>>

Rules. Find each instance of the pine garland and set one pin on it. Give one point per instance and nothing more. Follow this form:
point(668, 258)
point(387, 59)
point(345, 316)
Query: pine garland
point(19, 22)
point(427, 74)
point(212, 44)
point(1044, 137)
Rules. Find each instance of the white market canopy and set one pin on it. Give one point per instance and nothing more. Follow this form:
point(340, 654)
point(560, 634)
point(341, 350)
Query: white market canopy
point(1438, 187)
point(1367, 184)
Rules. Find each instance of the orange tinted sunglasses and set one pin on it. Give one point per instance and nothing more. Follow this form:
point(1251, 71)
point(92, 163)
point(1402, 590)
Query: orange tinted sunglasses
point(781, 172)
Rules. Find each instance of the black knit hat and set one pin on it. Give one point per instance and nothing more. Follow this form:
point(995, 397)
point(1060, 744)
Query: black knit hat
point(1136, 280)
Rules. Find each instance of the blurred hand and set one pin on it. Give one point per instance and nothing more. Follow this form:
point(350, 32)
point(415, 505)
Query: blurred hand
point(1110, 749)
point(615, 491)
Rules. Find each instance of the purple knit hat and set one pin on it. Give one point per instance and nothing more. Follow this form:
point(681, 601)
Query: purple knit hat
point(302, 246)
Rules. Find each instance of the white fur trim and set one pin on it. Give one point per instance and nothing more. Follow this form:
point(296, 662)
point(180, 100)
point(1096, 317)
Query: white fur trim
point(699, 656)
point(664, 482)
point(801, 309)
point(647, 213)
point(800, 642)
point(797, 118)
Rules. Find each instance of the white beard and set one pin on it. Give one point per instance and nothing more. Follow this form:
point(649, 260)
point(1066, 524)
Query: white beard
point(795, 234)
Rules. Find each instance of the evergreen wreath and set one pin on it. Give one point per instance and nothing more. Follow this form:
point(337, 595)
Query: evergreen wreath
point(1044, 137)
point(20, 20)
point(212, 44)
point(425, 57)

<<

Goal of the exercise: When you reach the line containing "point(681, 601)" in the data above, retype it and each line after it through the final one, exactly as written.

Output for this task:
point(681, 601)
Query: purple knit hat
point(302, 246)
Rules. Find each instance of the white fur trim and set one pin on it. Give one point per instance and nothing more. Follow this form:
point(296, 662)
point(180, 100)
point(1096, 317)
Query: white fur trim
point(699, 656)
point(664, 482)
point(801, 309)
point(647, 213)
point(800, 642)
point(797, 118)
Rules. Find each instance of the white beard and set one pin on it. Give one point per instance and nothing more. Follow this form:
point(649, 260)
point(1066, 524)
Query: white beard
point(795, 234)
Rules. Find each instance of the evergreen wreath and set one pin on it. Give one point per instance and nothing more. Follow this form:
point(337, 595)
Query: evergreen wreath
point(1044, 137)
point(20, 20)
point(212, 44)
point(425, 57)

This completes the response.